— Start of RECORDS FOR THIS TASK —
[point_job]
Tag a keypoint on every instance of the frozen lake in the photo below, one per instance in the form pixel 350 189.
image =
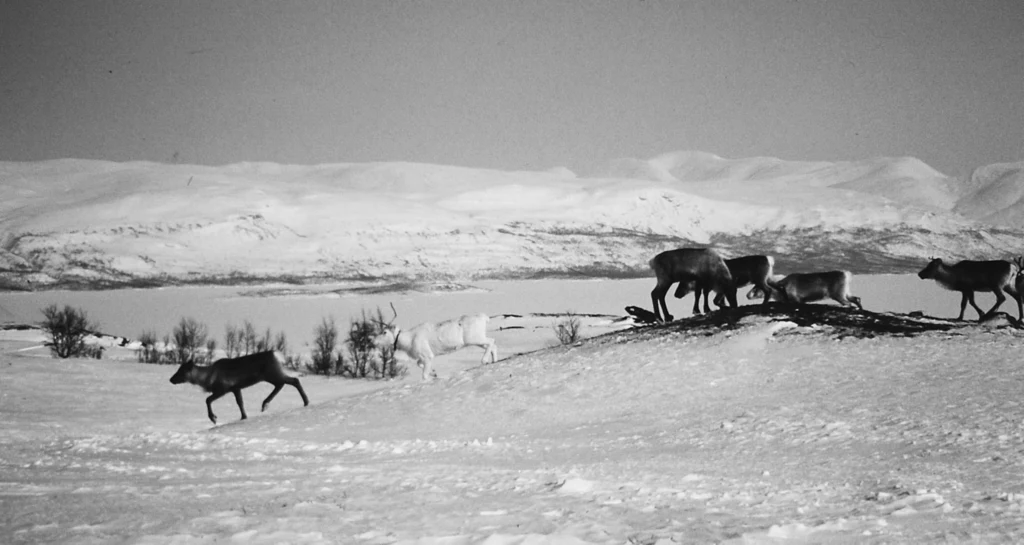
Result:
pixel 298 309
— End of RECORDS FOR THIS TASK —
→ WHAT YOU HAVE TO DO
Write out the rows above again, substituting "icy pond" for every "frozen lake" and changing nothing else. Omit the pictures from your answer.

→ WORKED SOLUTION
[point_job]
Tag a keypoint on every instance of the icy pond in the photo below, one per instance in the form pixel 350 189.
image =
Result:
pixel 298 309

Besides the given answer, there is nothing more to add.